AIM OF THE EXERCISE —
Every line below that holds the string "carved" should be copied.

━━━━━━

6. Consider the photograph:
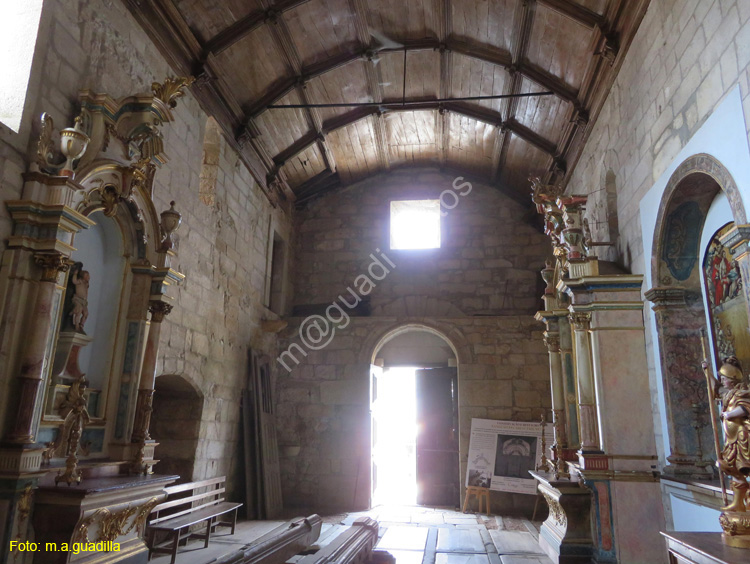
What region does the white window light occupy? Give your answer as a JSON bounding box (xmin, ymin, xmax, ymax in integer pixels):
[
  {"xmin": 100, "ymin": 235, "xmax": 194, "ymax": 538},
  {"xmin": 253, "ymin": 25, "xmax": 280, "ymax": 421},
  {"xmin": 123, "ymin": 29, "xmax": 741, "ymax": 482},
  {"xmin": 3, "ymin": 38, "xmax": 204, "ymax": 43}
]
[
  {"xmin": 390, "ymin": 199, "xmax": 441, "ymax": 250},
  {"xmin": 0, "ymin": 0, "xmax": 44, "ymax": 132}
]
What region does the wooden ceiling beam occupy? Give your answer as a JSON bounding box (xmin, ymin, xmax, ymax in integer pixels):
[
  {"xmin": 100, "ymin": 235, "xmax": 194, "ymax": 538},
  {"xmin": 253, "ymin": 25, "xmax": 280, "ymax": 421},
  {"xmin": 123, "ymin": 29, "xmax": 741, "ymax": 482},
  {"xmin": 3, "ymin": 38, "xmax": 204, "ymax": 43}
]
[
  {"xmin": 203, "ymin": 0, "xmax": 313, "ymax": 55},
  {"xmin": 273, "ymin": 131, "xmax": 319, "ymax": 166},
  {"xmin": 123, "ymin": 0, "xmax": 293, "ymax": 201},
  {"xmin": 257, "ymin": 0, "xmax": 338, "ymax": 175},
  {"xmin": 248, "ymin": 39, "xmax": 578, "ymax": 120},
  {"xmin": 295, "ymin": 170, "xmax": 342, "ymax": 206},
  {"xmin": 437, "ymin": 0, "xmax": 452, "ymax": 168},
  {"xmin": 536, "ymin": 0, "xmax": 605, "ymax": 29},
  {"xmin": 350, "ymin": 0, "xmax": 390, "ymax": 171},
  {"xmin": 545, "ymin": 0, "xmax": 650, "ymax": 188},
  {"xmin": 519, "ymin": 64, "xmax": 578, "ymax": 106},
  {"xmin": 123, "ymin": 0, "xmax": 201, "ymax": 74},
  {"xmin": 503, "ymin": 119, "xmax": 557, "ymax": 156},
  {"xmin": 271, "ymin": 102, "xmax": 557, "ymax": 167}
]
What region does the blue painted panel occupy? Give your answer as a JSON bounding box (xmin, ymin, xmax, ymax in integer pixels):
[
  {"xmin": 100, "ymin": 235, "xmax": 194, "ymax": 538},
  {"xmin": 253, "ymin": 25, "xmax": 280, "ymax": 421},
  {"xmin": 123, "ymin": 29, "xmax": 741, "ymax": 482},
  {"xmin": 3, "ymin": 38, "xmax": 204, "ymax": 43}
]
[{"xmin": 662, "ymin": 201, "xmax": 703, "ymax": 280}]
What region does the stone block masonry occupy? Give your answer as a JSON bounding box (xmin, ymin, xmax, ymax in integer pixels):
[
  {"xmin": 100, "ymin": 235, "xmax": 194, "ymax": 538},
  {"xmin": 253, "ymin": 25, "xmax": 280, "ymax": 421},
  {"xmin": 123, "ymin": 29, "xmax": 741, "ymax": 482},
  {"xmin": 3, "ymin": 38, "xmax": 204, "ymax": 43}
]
[
  {"xmin": 0, "ymin": 0, "xmax": 292, "ymax": 500},
  {"xmin": 281, "ymin": 169, "xmax": 552, "ymax": 512}
]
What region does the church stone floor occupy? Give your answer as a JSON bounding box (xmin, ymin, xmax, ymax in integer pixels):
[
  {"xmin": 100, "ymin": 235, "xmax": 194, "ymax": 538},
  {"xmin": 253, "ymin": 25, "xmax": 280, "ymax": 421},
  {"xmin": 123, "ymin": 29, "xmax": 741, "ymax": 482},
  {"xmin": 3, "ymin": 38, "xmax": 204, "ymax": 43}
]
[{"xmin": 150, "ymin": 505, "xmax": 551, "ymax": 564}]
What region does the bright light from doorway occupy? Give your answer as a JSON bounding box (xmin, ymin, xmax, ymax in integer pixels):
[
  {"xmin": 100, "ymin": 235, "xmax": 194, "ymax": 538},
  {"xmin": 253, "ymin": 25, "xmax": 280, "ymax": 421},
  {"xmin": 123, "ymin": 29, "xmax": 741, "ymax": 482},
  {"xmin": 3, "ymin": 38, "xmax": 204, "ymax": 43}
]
[
  {"xmin": 372, "ymin": 367, "xmax": 417, "ymax": 506},
  {"xmin": 390, "ymin": 200, "xmax": 441, "ymax": 250}
]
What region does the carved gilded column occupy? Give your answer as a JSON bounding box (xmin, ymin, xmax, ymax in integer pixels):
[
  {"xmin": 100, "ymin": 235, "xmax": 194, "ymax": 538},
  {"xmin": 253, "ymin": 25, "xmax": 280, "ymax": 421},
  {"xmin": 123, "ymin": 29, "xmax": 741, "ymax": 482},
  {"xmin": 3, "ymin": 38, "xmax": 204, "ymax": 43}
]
[
  {"xmin": 5, "ymin": 253, "xmax": 70, "ymax": 444},
  {"xmin": 543, "ymin": 332, "xmax": 567, "ymax": 451},
  {"xmin": 131, "ymin": 300, "xmax": 172, "ymax": 444},
  {"xmin": 569, "ymin": 311, "xmax": 600, "ymax": 453}
]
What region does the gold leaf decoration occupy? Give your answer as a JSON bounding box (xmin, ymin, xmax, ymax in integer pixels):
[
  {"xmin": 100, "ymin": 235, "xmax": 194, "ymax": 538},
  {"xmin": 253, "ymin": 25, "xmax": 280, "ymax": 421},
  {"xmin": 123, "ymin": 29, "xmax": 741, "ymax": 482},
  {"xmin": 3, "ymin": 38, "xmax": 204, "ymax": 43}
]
[{"xmin": 152, "ymin": 76, "xmax": 195, "ymax": 109}]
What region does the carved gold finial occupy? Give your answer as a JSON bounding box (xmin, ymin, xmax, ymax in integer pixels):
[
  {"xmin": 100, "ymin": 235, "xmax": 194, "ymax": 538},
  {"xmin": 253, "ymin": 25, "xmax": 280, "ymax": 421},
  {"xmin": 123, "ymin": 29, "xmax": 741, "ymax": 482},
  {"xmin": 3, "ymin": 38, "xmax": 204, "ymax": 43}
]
[
  {"xmin": 151, "ymin": 76, "xmax": 196, "ymax": 109},
  {"xmin": 36, "ymin": 113, "xmax": 56, "ymax": 171}
]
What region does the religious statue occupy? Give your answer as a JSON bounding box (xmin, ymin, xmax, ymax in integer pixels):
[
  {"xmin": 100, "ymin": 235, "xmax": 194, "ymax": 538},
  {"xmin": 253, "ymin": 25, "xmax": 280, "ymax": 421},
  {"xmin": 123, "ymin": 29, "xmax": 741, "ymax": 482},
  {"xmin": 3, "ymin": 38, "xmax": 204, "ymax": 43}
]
[
  {"xmin": 62, "ymin": 262, "xmax": 90, "ymax": 333},
  {"xmin": 55, "ymin": 376, "xmax": 91, "ymax": 485},
  {"xmin": 701, "ymin": 350, "xmax": 750, "ymax": 547},
  {"xmin": 715, "ymin": 358, "xmax": 750, "ymax": 507}
]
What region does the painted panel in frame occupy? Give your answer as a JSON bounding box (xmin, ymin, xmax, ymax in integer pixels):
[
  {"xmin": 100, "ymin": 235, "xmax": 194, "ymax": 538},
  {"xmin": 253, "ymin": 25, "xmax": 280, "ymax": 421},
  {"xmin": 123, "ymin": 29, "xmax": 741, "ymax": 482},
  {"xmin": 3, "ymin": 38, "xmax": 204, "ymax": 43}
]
[
  {"xmin": 703, "ymin": 223, "xmax": 750, "ymax": 371},
  {"xmin": 662, "ymin": 201, "xmax": 703, "ymax": 281}
]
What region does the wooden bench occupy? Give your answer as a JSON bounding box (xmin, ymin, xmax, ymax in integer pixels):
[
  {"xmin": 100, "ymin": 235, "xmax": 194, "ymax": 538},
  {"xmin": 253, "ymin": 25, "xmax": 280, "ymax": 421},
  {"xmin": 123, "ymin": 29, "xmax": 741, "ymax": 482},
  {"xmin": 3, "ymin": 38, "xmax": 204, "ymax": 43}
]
[{"xmin": 147, "ymin": 476, "xmax": 242, "ymax": 564}]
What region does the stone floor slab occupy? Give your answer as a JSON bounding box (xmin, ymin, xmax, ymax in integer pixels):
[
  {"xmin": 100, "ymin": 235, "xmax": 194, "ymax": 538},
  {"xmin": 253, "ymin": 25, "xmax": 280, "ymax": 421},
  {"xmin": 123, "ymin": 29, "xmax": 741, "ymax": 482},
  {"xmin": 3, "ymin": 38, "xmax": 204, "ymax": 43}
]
[
  {"xmin": 435, "ymin": 553, "xmax": 491, "ymax": 564},
  {"xmin": 488, "ymin": 531, "xmax": 544, "ymax": 555},
  {"xmin": 381, "ymin": 550, "xmax": 426, "ymax": 564},
  {"xmin": 436, "ymin": 528, "xmax": 485, "ymax": 553},
  {"xmin": 377, "ymin": 526, "xmax": 430, "ymax": 551}
]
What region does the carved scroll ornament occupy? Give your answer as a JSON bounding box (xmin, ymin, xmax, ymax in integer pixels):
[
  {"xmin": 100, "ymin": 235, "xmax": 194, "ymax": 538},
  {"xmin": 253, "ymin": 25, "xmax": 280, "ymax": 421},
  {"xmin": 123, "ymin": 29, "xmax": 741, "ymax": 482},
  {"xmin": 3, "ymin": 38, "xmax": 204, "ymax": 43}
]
[{"xmin": 72, "ymin": 497, "xmax": 160, "ymax": 545}]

━━━━━━

SOLUTION BELOW —
What region does the carved gilded column occupy? Give your answer as a JSON bounding box (xmin, ymin, xmax, ymax in integer pixels):
What region does the carved gold finial occupy? Give your answer as a JSON bounding box (xmin, ymin, xmax, ymax in integer pixels):
What region does the carved scroll ornament occupy? Give your answer as a JSON bounding box (xmin, ymin, xmax, ymax in integer pixels):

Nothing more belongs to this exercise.